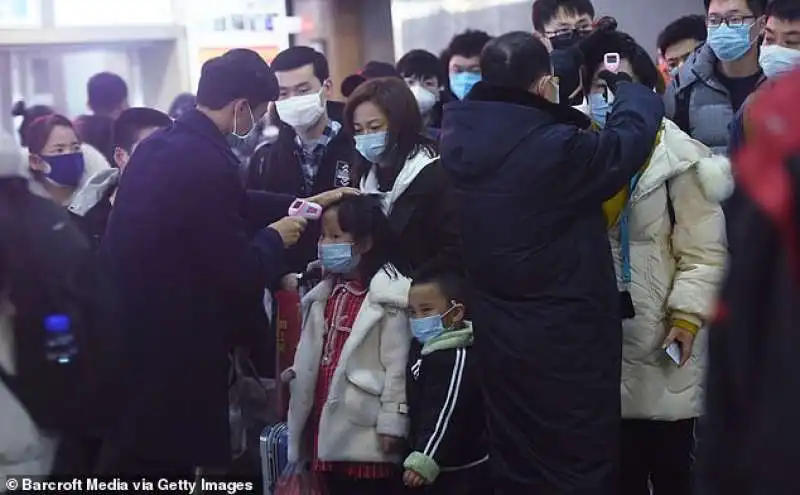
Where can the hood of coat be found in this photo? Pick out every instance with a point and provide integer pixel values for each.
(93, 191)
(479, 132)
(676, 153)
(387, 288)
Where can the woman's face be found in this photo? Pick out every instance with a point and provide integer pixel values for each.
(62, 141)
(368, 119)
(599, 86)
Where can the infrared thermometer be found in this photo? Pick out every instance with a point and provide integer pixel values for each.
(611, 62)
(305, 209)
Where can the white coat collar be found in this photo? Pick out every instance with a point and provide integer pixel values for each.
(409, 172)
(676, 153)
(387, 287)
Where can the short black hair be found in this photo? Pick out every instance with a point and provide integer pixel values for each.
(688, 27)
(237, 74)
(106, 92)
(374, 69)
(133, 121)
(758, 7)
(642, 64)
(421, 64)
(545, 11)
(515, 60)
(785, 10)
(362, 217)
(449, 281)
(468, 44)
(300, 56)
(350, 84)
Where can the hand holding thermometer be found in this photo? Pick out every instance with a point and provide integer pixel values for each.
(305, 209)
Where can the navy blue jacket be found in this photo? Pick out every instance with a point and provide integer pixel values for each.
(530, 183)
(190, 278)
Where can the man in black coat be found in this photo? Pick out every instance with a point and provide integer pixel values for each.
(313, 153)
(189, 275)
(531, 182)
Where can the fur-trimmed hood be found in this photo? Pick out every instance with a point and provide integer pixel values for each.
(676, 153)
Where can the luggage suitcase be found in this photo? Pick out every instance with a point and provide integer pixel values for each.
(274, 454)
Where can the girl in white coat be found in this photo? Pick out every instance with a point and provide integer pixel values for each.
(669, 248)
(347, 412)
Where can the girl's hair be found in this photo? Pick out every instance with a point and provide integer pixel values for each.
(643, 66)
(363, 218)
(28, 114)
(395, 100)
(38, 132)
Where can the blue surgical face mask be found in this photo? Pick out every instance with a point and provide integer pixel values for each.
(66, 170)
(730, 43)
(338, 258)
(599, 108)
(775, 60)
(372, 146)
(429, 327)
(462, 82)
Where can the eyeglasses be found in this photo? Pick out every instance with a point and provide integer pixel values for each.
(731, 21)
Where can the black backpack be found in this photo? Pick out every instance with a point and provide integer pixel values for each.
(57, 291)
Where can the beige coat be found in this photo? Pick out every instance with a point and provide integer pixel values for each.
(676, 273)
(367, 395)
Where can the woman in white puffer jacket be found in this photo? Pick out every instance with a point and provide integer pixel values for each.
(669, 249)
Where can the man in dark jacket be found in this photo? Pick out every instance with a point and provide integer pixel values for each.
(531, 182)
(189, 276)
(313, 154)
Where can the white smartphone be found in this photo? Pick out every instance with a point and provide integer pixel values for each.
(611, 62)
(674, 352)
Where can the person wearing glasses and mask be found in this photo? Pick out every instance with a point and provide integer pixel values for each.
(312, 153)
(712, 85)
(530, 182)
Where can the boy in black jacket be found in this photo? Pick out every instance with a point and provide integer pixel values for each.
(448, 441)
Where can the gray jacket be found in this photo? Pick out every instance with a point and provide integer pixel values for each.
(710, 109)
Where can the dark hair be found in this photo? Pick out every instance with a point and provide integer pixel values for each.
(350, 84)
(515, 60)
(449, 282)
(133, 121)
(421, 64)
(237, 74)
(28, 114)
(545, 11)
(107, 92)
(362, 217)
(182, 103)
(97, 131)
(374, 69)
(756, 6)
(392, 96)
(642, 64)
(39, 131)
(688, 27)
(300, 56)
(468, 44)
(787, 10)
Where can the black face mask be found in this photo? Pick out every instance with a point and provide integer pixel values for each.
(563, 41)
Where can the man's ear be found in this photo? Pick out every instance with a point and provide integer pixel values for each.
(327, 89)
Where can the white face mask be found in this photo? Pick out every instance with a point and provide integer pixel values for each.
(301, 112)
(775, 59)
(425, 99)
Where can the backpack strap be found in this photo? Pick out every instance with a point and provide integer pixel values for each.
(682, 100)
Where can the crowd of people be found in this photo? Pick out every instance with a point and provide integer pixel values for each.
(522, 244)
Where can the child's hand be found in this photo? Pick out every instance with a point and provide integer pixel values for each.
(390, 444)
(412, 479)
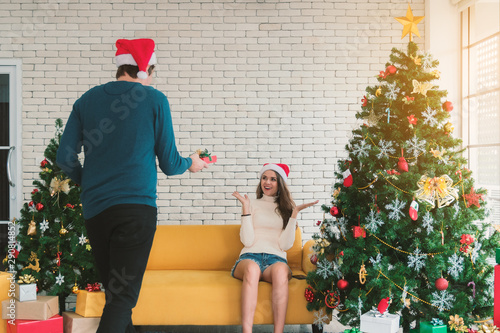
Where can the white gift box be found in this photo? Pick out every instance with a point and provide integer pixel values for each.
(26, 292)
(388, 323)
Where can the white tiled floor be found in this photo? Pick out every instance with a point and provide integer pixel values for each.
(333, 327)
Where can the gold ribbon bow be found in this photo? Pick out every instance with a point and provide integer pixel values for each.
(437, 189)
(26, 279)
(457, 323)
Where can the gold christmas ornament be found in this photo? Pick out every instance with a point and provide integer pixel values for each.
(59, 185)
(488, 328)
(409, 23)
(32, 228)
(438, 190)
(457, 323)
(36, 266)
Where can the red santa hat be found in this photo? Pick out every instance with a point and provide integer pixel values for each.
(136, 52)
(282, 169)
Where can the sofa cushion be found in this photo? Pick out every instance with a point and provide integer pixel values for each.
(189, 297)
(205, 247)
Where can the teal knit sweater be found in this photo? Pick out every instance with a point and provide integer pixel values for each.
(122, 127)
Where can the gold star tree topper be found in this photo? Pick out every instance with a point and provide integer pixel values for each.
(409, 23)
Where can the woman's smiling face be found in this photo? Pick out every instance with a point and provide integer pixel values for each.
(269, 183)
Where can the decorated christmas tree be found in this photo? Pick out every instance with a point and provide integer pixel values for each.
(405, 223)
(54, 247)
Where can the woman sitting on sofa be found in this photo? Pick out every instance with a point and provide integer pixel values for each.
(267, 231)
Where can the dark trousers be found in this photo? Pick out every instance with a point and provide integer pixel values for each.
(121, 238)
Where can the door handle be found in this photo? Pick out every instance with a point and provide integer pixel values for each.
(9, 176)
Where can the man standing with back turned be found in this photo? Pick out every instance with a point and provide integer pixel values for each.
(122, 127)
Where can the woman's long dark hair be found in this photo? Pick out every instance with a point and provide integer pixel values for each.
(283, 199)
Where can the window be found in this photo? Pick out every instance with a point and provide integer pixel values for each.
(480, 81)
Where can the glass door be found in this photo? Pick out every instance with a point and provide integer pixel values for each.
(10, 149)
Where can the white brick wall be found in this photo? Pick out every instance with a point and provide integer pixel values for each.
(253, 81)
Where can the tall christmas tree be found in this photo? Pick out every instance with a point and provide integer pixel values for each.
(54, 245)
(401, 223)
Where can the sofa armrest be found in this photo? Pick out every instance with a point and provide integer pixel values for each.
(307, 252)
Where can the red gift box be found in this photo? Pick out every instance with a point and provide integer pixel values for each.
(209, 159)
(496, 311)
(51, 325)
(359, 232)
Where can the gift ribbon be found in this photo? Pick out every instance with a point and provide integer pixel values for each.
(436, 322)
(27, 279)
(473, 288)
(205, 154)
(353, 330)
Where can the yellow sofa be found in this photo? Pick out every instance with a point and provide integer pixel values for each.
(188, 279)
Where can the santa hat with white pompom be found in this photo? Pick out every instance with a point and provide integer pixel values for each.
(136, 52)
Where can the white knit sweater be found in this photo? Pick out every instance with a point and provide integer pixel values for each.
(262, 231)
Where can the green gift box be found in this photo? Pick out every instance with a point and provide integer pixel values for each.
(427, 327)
.....
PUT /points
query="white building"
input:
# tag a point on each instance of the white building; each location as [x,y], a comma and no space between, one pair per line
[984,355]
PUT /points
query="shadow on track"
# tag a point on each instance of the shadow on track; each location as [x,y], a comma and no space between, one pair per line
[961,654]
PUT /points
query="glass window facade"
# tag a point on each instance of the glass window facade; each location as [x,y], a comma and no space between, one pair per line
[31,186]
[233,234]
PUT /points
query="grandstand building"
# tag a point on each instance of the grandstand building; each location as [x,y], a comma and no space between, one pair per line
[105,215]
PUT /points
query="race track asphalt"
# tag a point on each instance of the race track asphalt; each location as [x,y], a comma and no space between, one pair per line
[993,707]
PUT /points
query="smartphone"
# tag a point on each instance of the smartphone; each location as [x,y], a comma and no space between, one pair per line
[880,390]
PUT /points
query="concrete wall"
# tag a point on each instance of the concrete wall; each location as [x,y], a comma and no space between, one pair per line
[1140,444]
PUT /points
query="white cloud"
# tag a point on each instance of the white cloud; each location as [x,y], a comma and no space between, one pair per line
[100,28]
.....
- _CHALLENGE_: Pick out every line in the entries above that contains the word "jacket", and copy each one.

- _EXERCISE RESULT_:
Where can the navy blue jacket be found in this photo? Pick out every instance with a point and provide integer pixel values for each.
Where can the woman in white puffer jacket be found in this photo? Pick out every instance with a point and provide integer pixel values for each.
Where can the man in dark jacket be found in this photo? Pick out every instance with a point and provide integer pixel values for each.
Where can the boy in black jacket be found in this photo? Pick out every instance with a point and provide integer pixel values for each.
Where can the gray jacket be found in this photo? Pick out every instance with a point and provide integer pixel values for each.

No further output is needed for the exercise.